## Record excerpts
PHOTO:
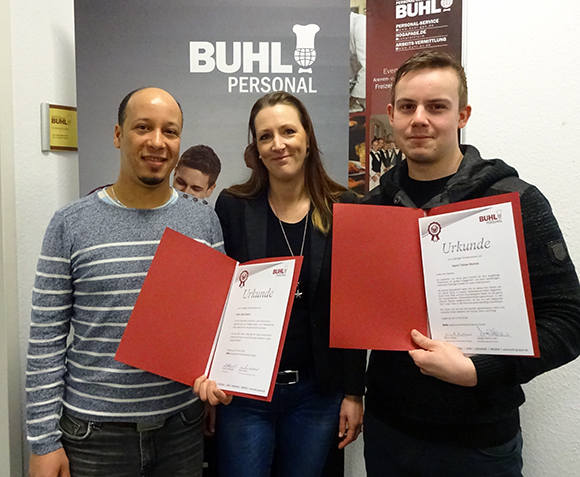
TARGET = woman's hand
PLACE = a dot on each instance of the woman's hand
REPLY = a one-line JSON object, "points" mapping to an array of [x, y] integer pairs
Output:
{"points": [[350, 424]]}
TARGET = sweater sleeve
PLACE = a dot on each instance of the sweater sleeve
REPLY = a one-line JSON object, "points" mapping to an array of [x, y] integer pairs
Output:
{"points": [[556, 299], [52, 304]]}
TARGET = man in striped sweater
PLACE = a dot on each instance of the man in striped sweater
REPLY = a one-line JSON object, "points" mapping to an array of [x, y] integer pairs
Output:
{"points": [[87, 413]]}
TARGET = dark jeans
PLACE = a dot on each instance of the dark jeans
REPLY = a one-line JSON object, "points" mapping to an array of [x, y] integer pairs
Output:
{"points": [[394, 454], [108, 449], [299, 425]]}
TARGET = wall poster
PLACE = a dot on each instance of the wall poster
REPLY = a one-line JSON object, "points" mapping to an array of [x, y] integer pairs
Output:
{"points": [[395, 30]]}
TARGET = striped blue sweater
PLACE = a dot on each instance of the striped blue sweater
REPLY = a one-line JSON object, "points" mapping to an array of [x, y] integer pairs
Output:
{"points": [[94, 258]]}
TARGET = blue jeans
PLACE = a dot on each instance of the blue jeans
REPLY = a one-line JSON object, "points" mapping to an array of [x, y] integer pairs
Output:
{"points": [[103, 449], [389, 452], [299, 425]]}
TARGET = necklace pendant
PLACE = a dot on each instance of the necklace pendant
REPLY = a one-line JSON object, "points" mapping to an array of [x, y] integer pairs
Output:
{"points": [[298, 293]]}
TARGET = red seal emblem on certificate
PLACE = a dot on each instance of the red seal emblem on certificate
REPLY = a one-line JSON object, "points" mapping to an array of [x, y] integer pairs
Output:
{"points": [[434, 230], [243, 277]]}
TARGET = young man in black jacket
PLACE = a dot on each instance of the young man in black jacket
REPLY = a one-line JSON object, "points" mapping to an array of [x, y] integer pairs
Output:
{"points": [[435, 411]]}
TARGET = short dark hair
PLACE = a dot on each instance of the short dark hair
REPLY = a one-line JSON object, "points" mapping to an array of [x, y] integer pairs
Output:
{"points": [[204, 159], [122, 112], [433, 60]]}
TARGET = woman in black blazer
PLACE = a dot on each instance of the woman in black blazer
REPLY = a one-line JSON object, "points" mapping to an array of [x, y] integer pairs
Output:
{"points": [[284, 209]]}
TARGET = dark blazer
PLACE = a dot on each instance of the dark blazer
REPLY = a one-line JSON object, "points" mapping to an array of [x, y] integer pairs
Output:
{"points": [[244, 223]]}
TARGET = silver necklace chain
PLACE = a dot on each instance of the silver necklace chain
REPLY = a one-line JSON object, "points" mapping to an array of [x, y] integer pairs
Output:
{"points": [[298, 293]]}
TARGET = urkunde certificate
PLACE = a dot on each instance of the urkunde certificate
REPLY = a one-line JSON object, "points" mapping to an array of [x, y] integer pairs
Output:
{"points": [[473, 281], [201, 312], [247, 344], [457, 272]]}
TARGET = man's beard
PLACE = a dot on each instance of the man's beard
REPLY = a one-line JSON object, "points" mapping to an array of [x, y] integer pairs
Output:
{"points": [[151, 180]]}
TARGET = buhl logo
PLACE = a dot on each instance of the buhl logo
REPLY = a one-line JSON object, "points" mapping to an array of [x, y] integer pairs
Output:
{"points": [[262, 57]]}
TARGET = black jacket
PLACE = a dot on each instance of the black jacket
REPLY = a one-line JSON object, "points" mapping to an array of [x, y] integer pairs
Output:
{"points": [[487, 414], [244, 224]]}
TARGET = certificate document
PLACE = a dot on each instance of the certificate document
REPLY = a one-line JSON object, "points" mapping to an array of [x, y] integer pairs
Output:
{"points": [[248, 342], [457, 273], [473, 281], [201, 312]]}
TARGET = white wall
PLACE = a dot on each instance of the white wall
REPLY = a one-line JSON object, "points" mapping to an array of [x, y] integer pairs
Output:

## What is required
Although the records above contain pictures, the copy should hold only the lines from their start through the line containing "TARGET = red seal emblem on certificate", each exactly as written, and none of the pictures.

## Task output
PHOTO:
TARGET = woman's hand
PLACE = a dot on each instance of the woman's hand
REPLY = a one-line JSON object, "points" mapping to an array of [x, y] integer pairs
Output:
{"points": [[350, 424]]}
TARGET = sweater sleeve
PLACE = a dot on each instance of the sweater sleeve
REPLY = a one-line JSON object, "points" mapping to an array of [x, y] integer pairs
Output:
{"points": [[556, 299], [52, 304]]}
TARGET = man in striped sweater
PLACE = a dot on each instance of the man in striped sweater
REPLY = a one-line JSON object, "points" mapping to an array of [x, y] integer pairs
Output:
{"points": [[87, 413]]}
TARGET = dark jeans
PLACE = a dot on each instance of the dark jeans
REPLY = a one-line JSON object, "points" mapping to an array of [x, y] integer pairs
Output:
{"points": [[394, 454], [108, 449], [299, 425]]}
TARGET = wall poster
PLACE = a dot on each instance of the wall poster
REPLY = a one-line JSON object, "points" mapping to an array of [x, y] integer pairs
Output:
{"points": [[395, 30]]}
TARGET = striped blue sweater
PLACE = a dot on each instance of the striped blue sweater
REPLY = a one-line JSON object, "points" mapping to an array of [x, y] integer pairs
Output:
{"points": [[94, 258]]}
TARGET = blue jeans
PLACE = a dot on each instance of the blue jeans
REPLY = a one-line JSON object, "points" mapping to an array of [x, y] integer pairs
Output:
{"points": [[103, 449], [389, 452], [299, 425]]}
TARGET = necklace pendant
PLACE = a dot on each instance of the necklace pendant
REPLY = a one-line JSON object, "points" mapping to an array of [x, y] integer pairs
Output:
{"points": [[298, 293]]}
TARGET = red seal emblem on certificate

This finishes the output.